**BRIEF**.
Rescale the lines from the one containing "Where can you spot the necklace" through the end of the lines, reproducing the requests unchanged but multiplying every answer coordinate by 1.05 and rounding to whole numbers, with halves rounded up. Give only these lines.

(Image object location lines)
** Start **
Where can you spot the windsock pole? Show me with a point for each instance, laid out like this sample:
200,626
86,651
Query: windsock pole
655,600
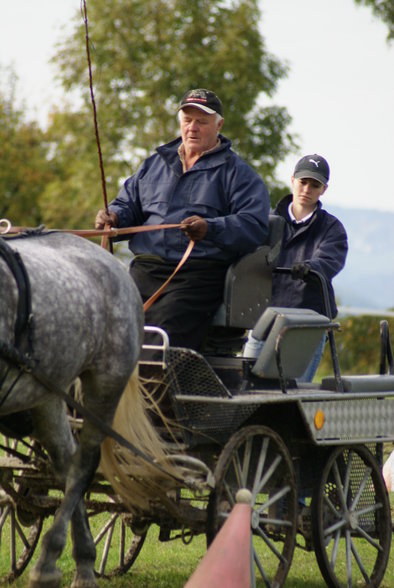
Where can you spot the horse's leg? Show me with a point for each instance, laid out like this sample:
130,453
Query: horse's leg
52,429
77,471
100,395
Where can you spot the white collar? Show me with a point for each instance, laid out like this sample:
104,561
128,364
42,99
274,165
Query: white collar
293,218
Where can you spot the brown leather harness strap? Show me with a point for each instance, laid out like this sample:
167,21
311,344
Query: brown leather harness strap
148,303
112,232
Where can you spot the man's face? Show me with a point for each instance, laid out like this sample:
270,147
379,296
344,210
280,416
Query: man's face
199,130
307,191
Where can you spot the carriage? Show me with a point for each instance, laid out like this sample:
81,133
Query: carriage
310,453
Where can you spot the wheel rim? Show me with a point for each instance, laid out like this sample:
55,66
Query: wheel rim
351,520
257,459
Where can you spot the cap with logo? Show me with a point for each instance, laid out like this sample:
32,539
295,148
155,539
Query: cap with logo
204,100
313,166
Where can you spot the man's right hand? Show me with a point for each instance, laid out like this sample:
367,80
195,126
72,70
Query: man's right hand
105,218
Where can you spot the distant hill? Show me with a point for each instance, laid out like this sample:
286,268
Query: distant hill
367,280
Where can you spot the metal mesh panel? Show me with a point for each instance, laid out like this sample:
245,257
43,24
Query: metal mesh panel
190,374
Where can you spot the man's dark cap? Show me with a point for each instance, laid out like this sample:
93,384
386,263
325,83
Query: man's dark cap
313,166
204,100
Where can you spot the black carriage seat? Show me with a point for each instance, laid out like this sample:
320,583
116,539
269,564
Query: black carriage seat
296,333
248,284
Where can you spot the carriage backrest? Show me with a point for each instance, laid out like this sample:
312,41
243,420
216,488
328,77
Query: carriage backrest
248,284
295,332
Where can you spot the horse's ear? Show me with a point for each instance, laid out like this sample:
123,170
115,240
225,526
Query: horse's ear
104,238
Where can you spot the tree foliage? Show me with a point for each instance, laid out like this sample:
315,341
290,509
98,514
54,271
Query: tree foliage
145,55
24,167
383,9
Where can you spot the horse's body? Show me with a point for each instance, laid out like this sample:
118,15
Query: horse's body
87,323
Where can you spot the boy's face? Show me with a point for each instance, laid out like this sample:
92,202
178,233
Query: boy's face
307,191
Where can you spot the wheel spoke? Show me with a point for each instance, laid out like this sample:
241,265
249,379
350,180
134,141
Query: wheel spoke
360,564
271,545
246,462
349,558
370,540
260,465
107,546
270,472
110,523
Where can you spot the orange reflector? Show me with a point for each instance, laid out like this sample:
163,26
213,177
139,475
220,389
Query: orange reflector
319,419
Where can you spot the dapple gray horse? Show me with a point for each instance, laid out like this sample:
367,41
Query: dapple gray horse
68,309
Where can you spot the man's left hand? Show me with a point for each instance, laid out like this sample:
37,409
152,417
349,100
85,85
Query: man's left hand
195,227
299,271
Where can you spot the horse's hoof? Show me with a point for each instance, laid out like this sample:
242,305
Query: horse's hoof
84,583
40,580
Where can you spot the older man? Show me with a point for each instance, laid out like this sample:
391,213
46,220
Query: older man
221,203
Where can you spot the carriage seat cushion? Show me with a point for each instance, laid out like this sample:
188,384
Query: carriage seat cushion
298,333
364,383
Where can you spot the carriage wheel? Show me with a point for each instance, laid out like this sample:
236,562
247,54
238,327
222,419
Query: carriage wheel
19,534
257,459
117,543
351,519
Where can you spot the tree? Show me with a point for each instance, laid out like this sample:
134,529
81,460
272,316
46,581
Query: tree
24,167
145,55
383,9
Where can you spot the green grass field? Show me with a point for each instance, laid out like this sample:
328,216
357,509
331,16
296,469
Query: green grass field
170,564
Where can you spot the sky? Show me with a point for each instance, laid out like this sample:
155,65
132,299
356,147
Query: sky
339,90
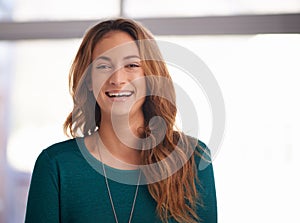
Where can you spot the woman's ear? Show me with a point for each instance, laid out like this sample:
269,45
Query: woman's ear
88,82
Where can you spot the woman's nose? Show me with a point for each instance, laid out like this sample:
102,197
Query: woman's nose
118,77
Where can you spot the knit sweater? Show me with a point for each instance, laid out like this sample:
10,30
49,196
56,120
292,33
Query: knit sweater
67,186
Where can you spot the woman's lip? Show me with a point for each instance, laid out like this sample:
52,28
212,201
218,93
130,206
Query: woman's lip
118,93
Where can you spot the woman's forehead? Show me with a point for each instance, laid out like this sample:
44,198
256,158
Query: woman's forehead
114,45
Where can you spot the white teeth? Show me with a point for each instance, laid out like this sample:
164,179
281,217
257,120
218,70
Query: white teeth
119,94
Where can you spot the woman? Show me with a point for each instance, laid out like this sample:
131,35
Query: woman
125,163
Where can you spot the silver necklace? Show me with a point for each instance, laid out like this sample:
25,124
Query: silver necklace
109,193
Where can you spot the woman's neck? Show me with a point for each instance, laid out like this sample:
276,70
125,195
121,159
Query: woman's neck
120,137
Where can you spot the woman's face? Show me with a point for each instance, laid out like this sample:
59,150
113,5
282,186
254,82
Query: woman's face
117,76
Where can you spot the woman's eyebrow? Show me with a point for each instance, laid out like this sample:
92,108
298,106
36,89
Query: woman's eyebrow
103,58
109,59
131,56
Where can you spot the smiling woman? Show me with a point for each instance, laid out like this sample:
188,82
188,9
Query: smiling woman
125,109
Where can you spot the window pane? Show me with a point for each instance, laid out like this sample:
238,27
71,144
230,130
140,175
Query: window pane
259,78
174,8
24,10
40,101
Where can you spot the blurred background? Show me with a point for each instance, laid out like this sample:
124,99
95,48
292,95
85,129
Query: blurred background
251,46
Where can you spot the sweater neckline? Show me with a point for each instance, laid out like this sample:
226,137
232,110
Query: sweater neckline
114,174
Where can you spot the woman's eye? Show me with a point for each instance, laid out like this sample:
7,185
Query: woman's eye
132,65
103,67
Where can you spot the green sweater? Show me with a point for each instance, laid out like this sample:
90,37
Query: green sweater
66,186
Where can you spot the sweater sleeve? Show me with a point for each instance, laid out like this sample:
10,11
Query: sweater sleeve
43,197
207,209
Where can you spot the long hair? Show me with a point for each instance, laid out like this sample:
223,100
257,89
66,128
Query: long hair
176,195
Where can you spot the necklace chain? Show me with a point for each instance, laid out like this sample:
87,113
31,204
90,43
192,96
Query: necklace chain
110,196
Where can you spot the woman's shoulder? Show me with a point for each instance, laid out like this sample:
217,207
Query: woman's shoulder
202,153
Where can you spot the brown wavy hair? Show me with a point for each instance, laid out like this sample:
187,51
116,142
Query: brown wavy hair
176,195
** End **
**TASK RESULT**.
Where can you spot the necklace chain? Show me with a point for each instance, laid out like this sample:
87,113
31,204
90,43
192,96
Query: necklace chain
116,206
Where can you spot the woman's shoulder? Show me with a point for each instance, laid out like this sample:
217,207
Query: woman's shoulder
212,161
Where can you spot the brown wavy hair? Show me with a point for each instance, laid out like this sample:
187,51
116,142
Query: brown wavy hair
185,205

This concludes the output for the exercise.